TASK TO CARRY OUT » Reproduce the material below word for word, starting at its first line and ending at the line that contains "x=307, y=203", with both of those lines included.

____________

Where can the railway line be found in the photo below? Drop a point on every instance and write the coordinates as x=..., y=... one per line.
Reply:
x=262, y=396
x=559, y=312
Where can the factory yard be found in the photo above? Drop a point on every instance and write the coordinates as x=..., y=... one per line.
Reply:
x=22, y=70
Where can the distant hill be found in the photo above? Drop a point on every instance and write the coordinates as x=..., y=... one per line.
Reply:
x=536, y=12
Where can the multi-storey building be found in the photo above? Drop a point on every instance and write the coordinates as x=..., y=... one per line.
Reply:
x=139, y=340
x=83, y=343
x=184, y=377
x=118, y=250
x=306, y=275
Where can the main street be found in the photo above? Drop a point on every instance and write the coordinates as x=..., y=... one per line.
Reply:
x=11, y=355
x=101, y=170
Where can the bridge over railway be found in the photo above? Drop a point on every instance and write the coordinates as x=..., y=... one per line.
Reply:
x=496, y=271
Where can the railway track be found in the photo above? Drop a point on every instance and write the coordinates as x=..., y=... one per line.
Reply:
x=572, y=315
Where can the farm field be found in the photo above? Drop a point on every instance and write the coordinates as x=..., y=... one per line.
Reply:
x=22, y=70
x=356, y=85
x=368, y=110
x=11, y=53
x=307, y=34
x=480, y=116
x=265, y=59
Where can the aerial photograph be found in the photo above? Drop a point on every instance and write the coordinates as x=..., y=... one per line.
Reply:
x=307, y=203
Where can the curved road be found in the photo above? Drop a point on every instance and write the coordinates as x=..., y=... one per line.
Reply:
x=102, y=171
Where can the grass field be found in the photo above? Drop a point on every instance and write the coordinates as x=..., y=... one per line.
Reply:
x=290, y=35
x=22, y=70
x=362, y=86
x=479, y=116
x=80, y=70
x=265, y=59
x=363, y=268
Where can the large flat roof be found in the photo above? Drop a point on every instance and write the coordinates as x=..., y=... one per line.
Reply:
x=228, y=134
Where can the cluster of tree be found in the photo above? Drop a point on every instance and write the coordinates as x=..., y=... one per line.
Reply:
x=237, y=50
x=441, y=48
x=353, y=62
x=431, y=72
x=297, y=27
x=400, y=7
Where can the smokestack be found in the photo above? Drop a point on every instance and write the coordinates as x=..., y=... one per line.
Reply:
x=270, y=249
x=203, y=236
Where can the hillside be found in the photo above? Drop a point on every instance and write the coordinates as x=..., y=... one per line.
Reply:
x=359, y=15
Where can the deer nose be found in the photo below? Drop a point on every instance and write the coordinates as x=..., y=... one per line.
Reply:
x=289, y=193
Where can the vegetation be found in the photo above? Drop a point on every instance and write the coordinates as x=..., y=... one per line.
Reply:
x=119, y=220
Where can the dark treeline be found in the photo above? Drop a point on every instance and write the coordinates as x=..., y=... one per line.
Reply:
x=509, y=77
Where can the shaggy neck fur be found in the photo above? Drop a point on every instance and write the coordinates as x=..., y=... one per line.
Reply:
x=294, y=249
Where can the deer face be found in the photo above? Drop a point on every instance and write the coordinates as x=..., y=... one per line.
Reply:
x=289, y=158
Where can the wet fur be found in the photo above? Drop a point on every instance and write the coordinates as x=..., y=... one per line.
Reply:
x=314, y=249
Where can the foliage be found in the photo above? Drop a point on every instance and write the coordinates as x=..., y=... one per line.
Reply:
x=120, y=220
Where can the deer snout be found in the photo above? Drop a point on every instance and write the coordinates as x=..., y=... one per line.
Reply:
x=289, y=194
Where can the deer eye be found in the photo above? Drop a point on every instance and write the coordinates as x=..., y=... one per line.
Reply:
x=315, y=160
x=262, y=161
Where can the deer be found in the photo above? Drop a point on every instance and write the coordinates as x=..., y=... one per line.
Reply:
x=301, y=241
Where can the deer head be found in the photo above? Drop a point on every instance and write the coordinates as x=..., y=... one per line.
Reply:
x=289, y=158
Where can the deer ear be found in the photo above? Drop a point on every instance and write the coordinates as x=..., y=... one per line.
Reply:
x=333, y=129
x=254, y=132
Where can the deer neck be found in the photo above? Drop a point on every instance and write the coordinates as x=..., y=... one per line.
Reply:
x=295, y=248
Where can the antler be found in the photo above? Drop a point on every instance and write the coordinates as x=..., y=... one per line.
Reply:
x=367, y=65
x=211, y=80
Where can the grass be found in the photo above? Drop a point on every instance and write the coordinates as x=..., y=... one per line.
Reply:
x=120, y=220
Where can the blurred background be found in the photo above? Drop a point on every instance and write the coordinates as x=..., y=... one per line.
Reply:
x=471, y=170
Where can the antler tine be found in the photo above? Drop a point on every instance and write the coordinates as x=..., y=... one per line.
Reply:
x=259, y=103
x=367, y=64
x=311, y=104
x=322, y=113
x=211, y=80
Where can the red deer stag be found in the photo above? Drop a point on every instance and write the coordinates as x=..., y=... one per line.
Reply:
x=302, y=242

____________

RIGHT ANSWER »
Where can the railway line be found in the photo below? Drop a point on every instance and write the coordinates as x=..., y=... one per line.
Reply:
x=262, y=396
x=559, y=312
Where can the factory yard be found in the photo above? Drop a point on every instance and write the coordinates as x=..., y=... one per line.
Reply:
x=22, y=70
Where can the distant hill be found in the photo above? Drop a point on every instance and write the coordinates as x=..., y=... one per line.
Reply:
x=536, y=12
Where can the multi-storey building be found in the photo above? Drop a point on every instance and write the coordinates as x=..., y=... one per line.
Reply:
x=139, y=340
x=83, y=343
x=184, y=377
x=118, y=250
x=306, y=275
Where can the main street be found in the photo above? Drop a point on every instance and write the coordinates as x=..., y=... one per line.
Reply:
x=11, y=355
x=101, y=170
Where can the bridge over railway be found in the photo above? Drop a point on every instance and write the coordinates as x=..., y=... one per line.
Reply:
x=496, y=271
Where can the railway track be found in the photo above? Drop a point on every instance and write the coordinates as x=..., y=... one per line.
Reply:
x=572, y=315
Where can the farm field be found in the photo above? Drop a point on every instance and write the coordinates as x=..., y=... one per line.
Reply:
x=22, y=70
x=356, y=85
x=368, y=110
x=11, y=53
x=307, y=34
x=480, y=116
x=265, y=59
Where can the aerial photograph be found in the photo above? Drop a point on every instance and write the coordinates as x=..., y=... one per line.
Reply:
x=307, y=203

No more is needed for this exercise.